#### [Objetivos]
[a] En el texto sobre los arbolitos del nuevo paseo, ¿cómo se plantaron para favorecer su crecimiento?
[b] Reproduce del texto sobre los arbolitos todo lo que va desde "Sin embargo, uno" hasta "y me entristece.".
[c] Prosigue el texto sobre el arbolito que no floreció a partir del punto en que termina.

#### [Texto mostrado]
################

CUANDO LA NATURALEZA PARECE INJUSTA
Ya se anuncia la primavera pese al frio de estos
días, como si supiera que queremos apartarlo hasta
el próximo año y él se resistiera. Los árboles dejan
ver las yemas que anuncian vida y verdor.
El año pasado plantaron arbolitos en un nuevo paseo
cerca de casa; en hilera y apuntalados para
favorecer su crecimiento. Todos fueron floreciendo,
cada uno a su ritmo, pese a haber sido plantados en
el mismo día, con la tierra igualmente abonada
(¡Cómo nos parecemos a ellos!)
Sin embargo, uno de ellos no lo hizo. Inútilmente le
di ánimos con mi mirada todos los días para que no
sintiera vergüenza por su tardanza ante los otros,
pero no floreció. Este año tampoco. Creo que está
seco y me entristece.

################

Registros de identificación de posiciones
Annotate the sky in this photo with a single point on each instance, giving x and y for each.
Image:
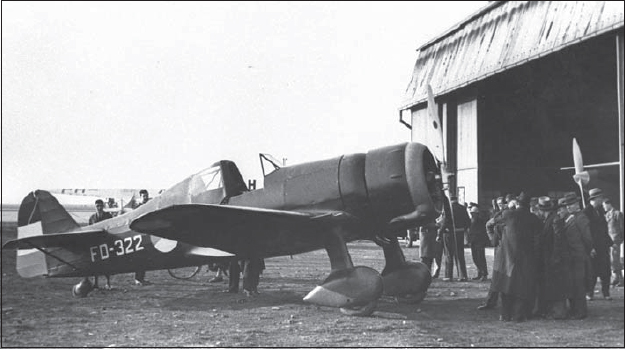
(144, 94)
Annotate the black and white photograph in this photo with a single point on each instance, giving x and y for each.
(312, 174)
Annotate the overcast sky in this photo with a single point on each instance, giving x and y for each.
(131, 95)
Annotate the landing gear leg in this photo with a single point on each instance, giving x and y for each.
(355, 290)
(82, 289)
(407, 281)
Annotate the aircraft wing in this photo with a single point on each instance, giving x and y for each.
(228, 228)
(66, 240)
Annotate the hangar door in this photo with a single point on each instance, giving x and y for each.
(467, 175)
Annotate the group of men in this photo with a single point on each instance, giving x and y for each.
(446, 237)
(101, 215)
(548, 254)
(547, 261)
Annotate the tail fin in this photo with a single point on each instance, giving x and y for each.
(40, 213)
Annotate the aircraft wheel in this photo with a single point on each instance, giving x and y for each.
(184, 273)
(82, 289)
(364, 310)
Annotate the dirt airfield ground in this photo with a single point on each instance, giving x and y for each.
(41, 313)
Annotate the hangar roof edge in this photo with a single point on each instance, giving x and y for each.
(504, 34)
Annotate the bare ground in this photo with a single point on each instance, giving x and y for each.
(41, 312)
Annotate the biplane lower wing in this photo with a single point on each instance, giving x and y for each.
(69, 241)
(243, 231)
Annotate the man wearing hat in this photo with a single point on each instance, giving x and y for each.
(494, 229)
(453, 240)
(601, 242)
(615, 229)
(513, 268)
(478, 240)
(551, 273)
(99, 216)
(575, 227)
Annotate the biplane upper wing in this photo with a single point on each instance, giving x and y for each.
(233, 229)
(65, 240)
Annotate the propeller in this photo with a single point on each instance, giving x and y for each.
(580, 177)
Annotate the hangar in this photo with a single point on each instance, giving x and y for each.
(514, 83)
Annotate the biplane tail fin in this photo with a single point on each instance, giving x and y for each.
(40, 213)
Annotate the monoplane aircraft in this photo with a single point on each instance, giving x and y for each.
(212, 214)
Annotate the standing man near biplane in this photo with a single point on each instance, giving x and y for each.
(99, 216)
(453, 231)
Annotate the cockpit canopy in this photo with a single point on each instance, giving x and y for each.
(223, 175)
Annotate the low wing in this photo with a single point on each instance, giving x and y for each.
(235, 229)
(65, 240)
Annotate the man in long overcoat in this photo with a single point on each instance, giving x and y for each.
(601, 242)
(555, 256)
(513, 269)
(575, 226)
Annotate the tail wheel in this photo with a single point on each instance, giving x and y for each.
(364, 310)
(184, 273)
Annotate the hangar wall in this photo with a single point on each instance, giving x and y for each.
(513, 131)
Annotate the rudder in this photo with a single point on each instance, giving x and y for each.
(40, 213)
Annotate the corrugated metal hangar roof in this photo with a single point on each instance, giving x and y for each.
(505, 34)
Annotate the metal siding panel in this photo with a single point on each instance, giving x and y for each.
(467, 135)
(503, 36)
(467, 179)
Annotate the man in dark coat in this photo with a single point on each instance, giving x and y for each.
(478, 240)
(551, 265)
(601, 242)
(494, 230)
(99, 216)
(575, 226)
(513, 269)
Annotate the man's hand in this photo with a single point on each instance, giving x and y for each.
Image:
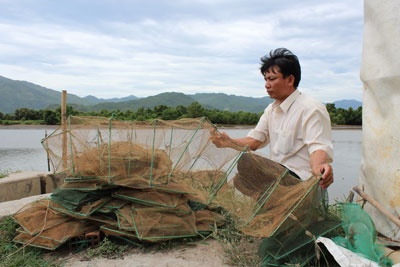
(327, 175)
(320, 168)
(220, 139)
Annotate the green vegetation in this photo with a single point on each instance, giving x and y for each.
(4, 173)
(14, 255)
(338, 116)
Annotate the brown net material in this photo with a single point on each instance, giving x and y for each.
(159, 180)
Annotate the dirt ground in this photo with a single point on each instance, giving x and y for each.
(207, 253)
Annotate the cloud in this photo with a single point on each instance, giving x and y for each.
(134, 48)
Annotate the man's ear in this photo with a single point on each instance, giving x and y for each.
(291, 80)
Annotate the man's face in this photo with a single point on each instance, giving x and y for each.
(278, 87)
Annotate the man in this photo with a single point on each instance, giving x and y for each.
(296, 126)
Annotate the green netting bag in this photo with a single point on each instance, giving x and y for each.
(360, 234)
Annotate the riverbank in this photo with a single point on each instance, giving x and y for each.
(53, 127)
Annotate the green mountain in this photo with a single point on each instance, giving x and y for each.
(21, 94)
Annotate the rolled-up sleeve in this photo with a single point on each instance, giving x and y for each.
(318, 131)
(261, 131)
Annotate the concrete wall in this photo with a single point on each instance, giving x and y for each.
(27, 184)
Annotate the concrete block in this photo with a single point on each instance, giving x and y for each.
(20, 185)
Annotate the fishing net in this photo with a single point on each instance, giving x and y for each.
(160, 180)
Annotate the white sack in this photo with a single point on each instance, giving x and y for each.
(380, 74)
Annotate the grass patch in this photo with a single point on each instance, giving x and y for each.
(15, 255)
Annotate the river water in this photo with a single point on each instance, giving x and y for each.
(21, 150)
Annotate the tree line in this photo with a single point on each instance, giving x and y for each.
(339, 116)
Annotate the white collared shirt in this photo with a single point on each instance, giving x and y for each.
(294, 129)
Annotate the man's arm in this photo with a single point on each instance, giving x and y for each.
(320, 167)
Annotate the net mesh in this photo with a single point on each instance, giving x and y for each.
(159, 180)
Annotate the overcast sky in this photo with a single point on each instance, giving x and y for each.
(110, 48)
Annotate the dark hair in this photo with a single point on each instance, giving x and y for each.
(285, 60)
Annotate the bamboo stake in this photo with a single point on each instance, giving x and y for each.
(64, 127)
(377, 205)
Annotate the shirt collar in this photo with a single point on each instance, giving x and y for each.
(285, 105)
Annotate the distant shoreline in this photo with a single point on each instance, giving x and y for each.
(53, 127)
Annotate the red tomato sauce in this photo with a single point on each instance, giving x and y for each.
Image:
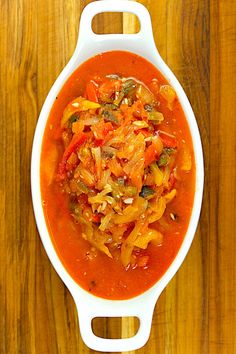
(99, 274)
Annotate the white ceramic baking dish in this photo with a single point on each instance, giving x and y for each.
(88, 305)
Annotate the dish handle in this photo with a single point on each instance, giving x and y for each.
(142, 309)
(90, 41)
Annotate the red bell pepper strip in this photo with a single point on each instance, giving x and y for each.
(76, 141)
(150, 155)
(167, 139)
(91, 91)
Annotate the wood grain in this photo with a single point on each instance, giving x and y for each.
(196, 313)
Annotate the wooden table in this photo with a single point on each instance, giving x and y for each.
(196, 314)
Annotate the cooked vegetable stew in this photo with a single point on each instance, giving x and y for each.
(117, 175)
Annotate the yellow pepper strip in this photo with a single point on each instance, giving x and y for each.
(158, 210)
(170, 196)
(157, 174)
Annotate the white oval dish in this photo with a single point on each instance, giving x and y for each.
(88, 305)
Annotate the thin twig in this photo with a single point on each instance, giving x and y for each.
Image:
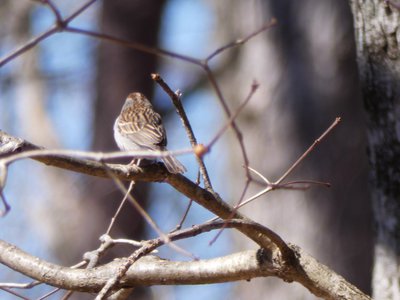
(233, 117)
(131, 184)
(309, 150)
(176, 100)
(179, 226)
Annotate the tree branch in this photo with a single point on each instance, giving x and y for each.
(287, 262)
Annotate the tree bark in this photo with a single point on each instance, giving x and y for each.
(306, 69)
(377, 36)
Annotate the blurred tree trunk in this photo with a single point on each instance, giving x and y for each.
(307, 74)
(120, 71)
(377, 36)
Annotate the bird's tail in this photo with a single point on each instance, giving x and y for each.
(173, 165)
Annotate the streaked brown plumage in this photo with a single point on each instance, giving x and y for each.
(139, 127)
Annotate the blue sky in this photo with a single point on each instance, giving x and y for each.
(187, 29)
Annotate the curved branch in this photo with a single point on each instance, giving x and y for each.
(149, 270)
(287, 262)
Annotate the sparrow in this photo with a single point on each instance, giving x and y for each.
(139, 127)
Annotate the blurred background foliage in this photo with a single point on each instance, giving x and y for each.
(67, 91)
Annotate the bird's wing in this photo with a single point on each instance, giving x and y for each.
(146, 130)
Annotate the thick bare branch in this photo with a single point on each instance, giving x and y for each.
(289, 263)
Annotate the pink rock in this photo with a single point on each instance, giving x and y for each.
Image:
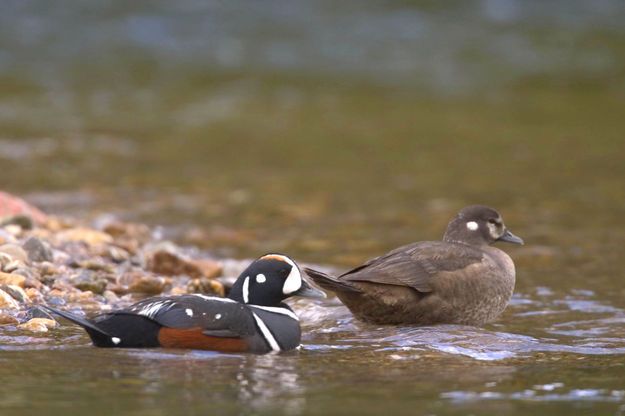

################

#### [Respuestas]
[a] En hilera y apuntalados.

[b]
Sin embargo, uno de ellos no lo hizo. Inútilmente le
di ánimos con mi mirada todos los días para que no
sintiera vergüenza por su tardanza ante los otros,
pero no floreció. Este año tampoco. Creo que está
seco y me entristece.

[c]
Me he preguntado por qué no ha tenido fuerza como
los demás para asomarse a la vida. No me entristece
que un árbol viejo haya muerto, porque anida mil
vidas en su interior, porque mil aves habitaron sus
ramas, porque es testigo vivo de una misión
cumplida, de lo dado gratuitamente y me parece
igualmente bello y vivo en su naturaleza muerta,
como un icono de lo que es la vida después de la
muerte. Pero sí me cuesta pensar que el árbol recién
plantado no fue dotado para entrar a la vida.
Esta semana a nuestro sobrino más pequeño, con solo
cuatro meses de vida, le han detectado una sordera.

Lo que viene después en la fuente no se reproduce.